*Задание:* Перепишите весь материал ниже дословно, строка за строкой, не включая в ответ изображения.

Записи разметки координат
======
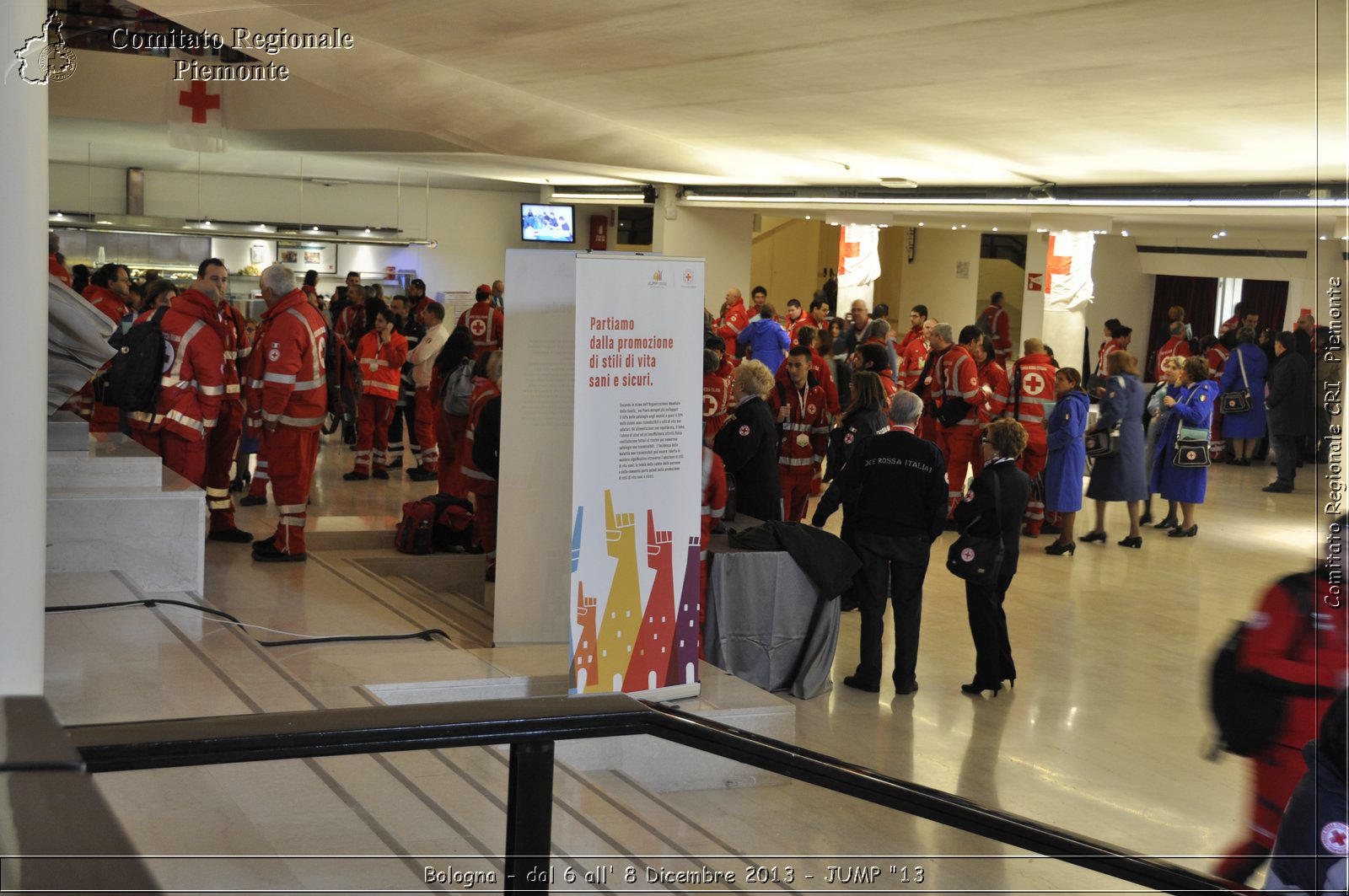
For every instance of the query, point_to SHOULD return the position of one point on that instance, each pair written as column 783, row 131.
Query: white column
column 24, row 406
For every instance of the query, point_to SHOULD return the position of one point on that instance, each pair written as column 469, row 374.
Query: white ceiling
column 772, row 92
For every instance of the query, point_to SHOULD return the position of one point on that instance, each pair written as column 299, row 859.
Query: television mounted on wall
column 546, row 223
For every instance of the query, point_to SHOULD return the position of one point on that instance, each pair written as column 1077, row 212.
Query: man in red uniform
column 995, row 323
column 192, row 386
column 734, row 320
column 482, row 485
column 223, row 439
column 955, row 399
column 485, row 323
column 1175, row 346
column 803, row 421
column 288, row 401
column 915, row 357
column 717, row 394
column 1032, row 395
column 917, row 316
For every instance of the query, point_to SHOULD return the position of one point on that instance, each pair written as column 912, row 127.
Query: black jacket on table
column 748, row 446
column 1015, row 490
column 895, row 485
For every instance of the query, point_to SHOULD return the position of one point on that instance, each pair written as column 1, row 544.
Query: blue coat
column 1120, row 476
column 766, row 341
column 1067, row 459
column 1194, row 406
column 1251, row 424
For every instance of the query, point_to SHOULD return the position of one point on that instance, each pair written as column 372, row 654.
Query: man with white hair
column 897, row 485
column 288, row 401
======
*Решение задания:*
For every instance of the query, point_to SHOULD return the position of one point on that instance, each pair written as column 783, row 131.
Query: white column
column 24, row 406
For every instance of the query, point_to SHOULD return the position of one point on that instance, each pair written as column 469, row 374.
Query: white ceiling
column 772, row 92
For every instance of the query, point_to SHOULD return the position of one point on that instance, each pair written as column 299, row 859.
Query: television mounted on wall
column 546, row 223
For every instance of the query, point_to SHOULD return the position of one point on that instance, each pair written as column 1077, row 212.
Query: man in red uniform
column 995, row 323
column 192, row 386
column 734, row 320
column 482, row 485
column 223, row 439
column 955, row 399
column 485, row 323
column 1175, row 346
column 803, row 421
column 288, row 401
column 915, row 357
column 717, row 394
column 1032, row 395
column 917, row 316
For every instance of the query, point_to SHOULD return the position of one point on that instance, each pair written as column 912, row 127.
Query: black jacket on table
column 748, row 446
column 1015, row 490
column 895, row 485
For every instance of the query, point_to SHOULD return the position of one point on that instance, each pair written as column 1, row 544.
Query: blue coat
column 1120, row 476
column 766, row 341
column 1067, row 459
column 1194, row 406
column 1251, row 424
For every instance of the query, point_to SHOULD return the position of one point on that instance, each pair written as column 372, row 654.
Query: man with white hair
column 897, row 485
column 288, row 401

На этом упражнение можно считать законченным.